Selected extract:

Friday, January 2, 2009

View from Research Desk on January 02, 2009

Trade deficit for Nov 08 at $10bn, up 33% YoY but sequentially showing improvement

For the month of Nov 08 the trade deficit stood at $10bn as compared to $7.5bn in the same period a year ago. Though this is 33% higher YOY but if we compare it over the last 4 months we would see that in Aug 08 trade deficit was at around $12bn, in Sept 08 we clocked around $10.8bn while in Oct it was at $10.4bn. Thus, clearly showing a marked improvement. The main reason for this is fall in Crude prices thereby reducing Oil import bill. Assuming that oil companies normally keep an inventory of 1-1.5 months & crude prices have fallen further in the last few months, the trade deficit is likely to reduce further in remaining months of current fiscal. Though the exports are likely to remain under stress, the improving trade balance figure will improve domestic liquidity & ease pressure on Rupee.

Exports for Nov 08 were down by 9.9% YOY

Though consecutively for the second month in a row India witnessed exports falling due to global economic slowdown. However the positive to draw from yesterday's nos is that the pace of decline has reduced remarkably. In Oct 08 our exports fell by 12-1%., thus showing some pick up in export activity.

 

 

Theme to consider for short term

 

Buyback of FCCBs by corporates

 

In the recent past many corporates have announced intentions to buyback there outstanding FCCBs after the easing of norms by RBI. This action is imperative because the current stock price of most of these companies is far less than their conversion price. In such a situation the corporate who have issued these FCCBs have two options i.e. either they reset the price for the conversion or repay the original purchaser of these FCCBs. Since the CMP of shares very low, reset of price would mean a huge dilution of equity thereby impacting EPS of the company, the second option on is better. But for repayment company needs money with it to repay the lenders. Therefore we understand those companies who have strong business models & corresponding good balance sheet can opt for buying back FCCBs. Some of the companies have already announced their plans like RCOM, ICCI & JP Assoc. Our analysis shows that some more can announce the same in days to come. We would like to consider buying stocks like Jubilant, Everest Kanto, Bharat Forge, Aurobindo Pharma & Hotel Leela based on this theme. All these companies have good businesses & have cash or the capability to arrange cash for the buyback.

 

Global cues:

 

Most of the mkts across the globe (except Hong Kong, South Korea & Singapore) are closed due to New Year. SGX is trading at around 3050 level covering the yesterday's movement in our mkts. Others are trading higher by 2 odd percent.

 

Our Take:  Most of the global mkts are closed so no major global cues to follow. Yesterday we saw strong moves but they were on very low volumes. We would watch out for clues only after Monday when all the world mkts will be working as well as all the international participants will be active. For today we would expect range bound movement with positive bias.

Study questions:
a) Which companies does the market commentary say it would consider buying under the FCCB buyback theme?
b) According to the market commentary, what is the main reason for the improvement in the trade deficit?
Rely only on the market commentary to answer.

Given data:
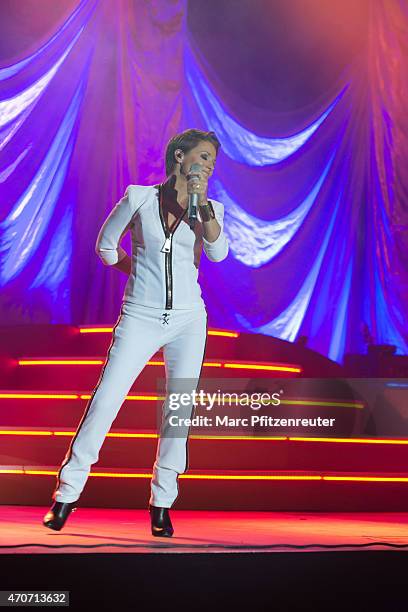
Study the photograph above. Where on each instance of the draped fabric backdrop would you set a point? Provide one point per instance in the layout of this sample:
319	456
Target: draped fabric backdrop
315	194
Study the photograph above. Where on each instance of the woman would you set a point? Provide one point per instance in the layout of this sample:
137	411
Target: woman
162	307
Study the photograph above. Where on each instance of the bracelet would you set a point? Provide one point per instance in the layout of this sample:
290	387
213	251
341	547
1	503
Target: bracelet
207	211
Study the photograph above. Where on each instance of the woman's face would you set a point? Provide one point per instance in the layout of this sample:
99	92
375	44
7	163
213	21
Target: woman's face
204	153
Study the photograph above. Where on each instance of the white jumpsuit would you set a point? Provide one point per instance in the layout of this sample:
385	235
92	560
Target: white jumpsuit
162	307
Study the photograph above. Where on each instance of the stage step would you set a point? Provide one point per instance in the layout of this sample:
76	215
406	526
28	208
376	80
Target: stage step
215	490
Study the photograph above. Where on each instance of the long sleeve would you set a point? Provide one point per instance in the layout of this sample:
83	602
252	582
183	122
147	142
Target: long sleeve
117	223
217	250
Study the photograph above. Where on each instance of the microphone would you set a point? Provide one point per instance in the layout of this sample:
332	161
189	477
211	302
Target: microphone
195	171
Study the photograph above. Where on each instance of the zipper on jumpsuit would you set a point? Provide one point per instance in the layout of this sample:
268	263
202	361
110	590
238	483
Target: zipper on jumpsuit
167	250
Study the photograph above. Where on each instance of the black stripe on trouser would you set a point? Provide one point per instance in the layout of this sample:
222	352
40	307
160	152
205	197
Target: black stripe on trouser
192	413
67	460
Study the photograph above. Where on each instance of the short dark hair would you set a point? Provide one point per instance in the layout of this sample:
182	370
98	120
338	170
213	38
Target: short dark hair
186	141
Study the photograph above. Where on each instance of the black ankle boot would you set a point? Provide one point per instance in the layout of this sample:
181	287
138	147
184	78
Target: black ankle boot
58	514
161	523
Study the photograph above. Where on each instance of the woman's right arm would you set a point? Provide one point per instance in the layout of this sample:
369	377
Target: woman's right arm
124	265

List of solutions:
a) Jubilant, Everest Kanto, Bharat Forge, Aurobindo Pharma, and Hotel Leela.

b) The fall in crude prices, which reduced the oil import bill.